• **GOAL OF THE EXERCISE**
Your task is to copy the listing exactly. Drop any pictures from the copy.

• **Source records**
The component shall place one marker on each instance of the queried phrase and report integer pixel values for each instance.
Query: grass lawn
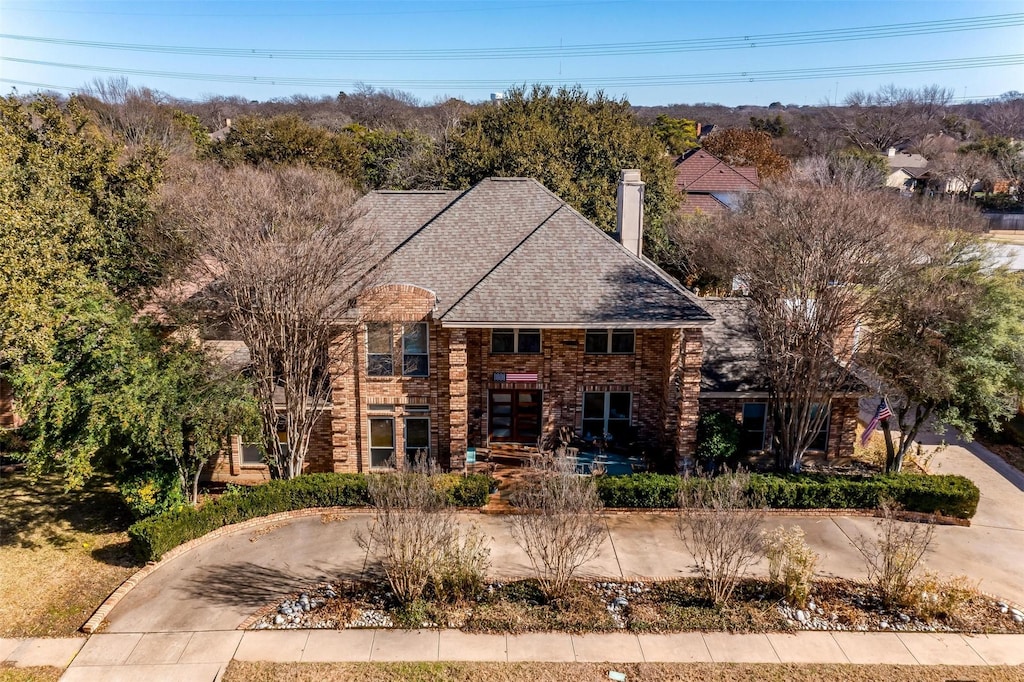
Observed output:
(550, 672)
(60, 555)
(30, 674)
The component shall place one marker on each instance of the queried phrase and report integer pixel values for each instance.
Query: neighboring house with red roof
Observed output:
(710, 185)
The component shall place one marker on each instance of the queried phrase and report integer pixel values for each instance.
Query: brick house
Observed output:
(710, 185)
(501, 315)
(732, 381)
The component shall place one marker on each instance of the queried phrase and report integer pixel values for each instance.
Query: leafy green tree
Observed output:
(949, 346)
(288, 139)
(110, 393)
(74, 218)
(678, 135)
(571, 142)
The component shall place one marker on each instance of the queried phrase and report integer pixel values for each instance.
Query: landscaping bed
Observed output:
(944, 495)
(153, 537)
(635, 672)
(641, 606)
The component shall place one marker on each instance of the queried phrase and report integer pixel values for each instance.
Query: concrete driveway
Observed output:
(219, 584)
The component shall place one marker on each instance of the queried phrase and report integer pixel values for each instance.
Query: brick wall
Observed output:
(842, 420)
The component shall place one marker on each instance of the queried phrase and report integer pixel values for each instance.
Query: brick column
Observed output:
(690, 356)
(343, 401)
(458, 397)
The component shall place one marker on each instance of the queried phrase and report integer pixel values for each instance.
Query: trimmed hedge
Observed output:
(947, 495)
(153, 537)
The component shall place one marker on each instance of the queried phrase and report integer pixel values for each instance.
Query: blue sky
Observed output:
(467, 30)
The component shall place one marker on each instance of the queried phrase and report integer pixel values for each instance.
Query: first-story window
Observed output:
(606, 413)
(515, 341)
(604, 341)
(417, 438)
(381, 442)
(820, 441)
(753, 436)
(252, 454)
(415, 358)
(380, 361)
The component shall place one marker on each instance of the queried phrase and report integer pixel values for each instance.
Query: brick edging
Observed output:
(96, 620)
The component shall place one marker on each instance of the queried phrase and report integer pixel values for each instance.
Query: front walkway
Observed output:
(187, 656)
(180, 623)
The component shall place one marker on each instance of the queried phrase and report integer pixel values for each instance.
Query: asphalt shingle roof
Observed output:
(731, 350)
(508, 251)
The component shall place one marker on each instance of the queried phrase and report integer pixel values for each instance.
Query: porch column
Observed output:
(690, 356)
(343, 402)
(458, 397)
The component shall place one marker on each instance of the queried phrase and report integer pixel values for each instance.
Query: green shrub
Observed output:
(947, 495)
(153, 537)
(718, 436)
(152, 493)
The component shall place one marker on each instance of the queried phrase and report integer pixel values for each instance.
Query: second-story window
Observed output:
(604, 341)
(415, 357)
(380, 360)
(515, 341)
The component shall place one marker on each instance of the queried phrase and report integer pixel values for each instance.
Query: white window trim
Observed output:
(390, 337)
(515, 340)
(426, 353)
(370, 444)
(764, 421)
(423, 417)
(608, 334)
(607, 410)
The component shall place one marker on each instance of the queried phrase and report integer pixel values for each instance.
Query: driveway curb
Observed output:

• **ANSWER**
The component shall place one marker on each instance of the queried phrase and report integer pixel values for each instance.
Query: grass lawn
Observed output:
(550, 672)
(60, 555)
(30, 674)
The component shall place one marker on each instance of the queried phrase and report integer pixel values for each instance.
Query: neighboring house with red roof
Observed output:
(710, 185)
The component shall place one marker on each instance of the queried phrase and report integer pixel values for each instance.
Query: brick house
Observed output:
(710, 185)
(501, 315)
(732, 381)
The component shall place one marker on each instance of the queried phrase and report integer pixel values for each instance.
Query: leafy green tree
Observed output:
(949, 346)
(288, 139)
(110, 393)
(74, 218)
(678, 135)
(571, 142)
The component shall place one marker on each instance of the queried phrase and report integer pixel values for each instance.
Query: landscaping bed
Observed output:
(944, 495)
(153, 537)
(635, 672)
(641, 606)
The component shall place one marker on each instance of the queried phrase and report integer pixel values for each instance.
Query: concrete driveway
Observed output:
(219, 584)
The component shall place one marker on each instance of the queried phrase and report integer pixel values for each instance.
Query: brick wall
Observed output:
(842, 420)
The component shall place one marker on each instance of the queried phrase and report integer pixel values for each instance.
Query: brick column
Observed output:
(690, 356)
(343, 401)
(458, 397)
The component shall place one marker on each instance of the queried phrase and report integer pixel values for each instance.
Query: trimmed hedge
Observed output:
(947, 495)
(153, 537)
The component shall place one marker on each instance of the queried phrase and report integer pixel values for each instance.
Query: blue sky
Observed output:
(467, 30)
The component shall place one marker on each instance of the queried phrase and report integer pixel values for each instance.
Query: first-story window
Observed output:
(606, 413)
(515, 341)
(604, 341)
(417, 438)
(381, 442)
(820, 441)
(753, 436)
(252, 454)
(415, 358)
(380, 361)
The component shall place one marker on each instance of the queried phrase and report integer pixel values for each instance.
Query: brick edging
Observed output:
(96, 620)
The component shall place one marker on each instance of the queried phrase and report integer pixel values for each instance.
Query: front walkway
Observed output:
(187, 656)
(180, 623)
The component shall place one marker on each instance of the queried phrase and report integer pixel values for each instance.
Query: asphalt shingle roof
Observed output:
(731, 350)
(508, 251)
The component shall place one marker on each instance of the queried phrase and report integer pixel values for each instance.
Query: porch column
Observed output:
(690, 356)
(343, 402)
(458, 397)
The component shall place one marker on each instance of the queried phrase and report integer pixel values for each instance.
Query: green shrub
Observed output:
(947, 495)
(153, 537)
(718, 436)
(152, 493)
The component shall place one marker on each instance of the queried phrase and report integer pixel values for each instance.
Query: second-story window
Observed output:
(604, 341)
(415, 357)
(380, 360)
(515, 341)
The component shall place one marker on each instance of the queried phrase and report integer pixel values for each instance.
Query: white window trim
Observed output:
(390, 337)
(515, 340)
(426, 353)
(370, 444)
(764, 421)
(423, 417)
(608, 334)
(607, 410)
The component shall place one marker on each instance of the queried phrase and report integer pixel values for each instance.
Query: driveway curb
Observed output:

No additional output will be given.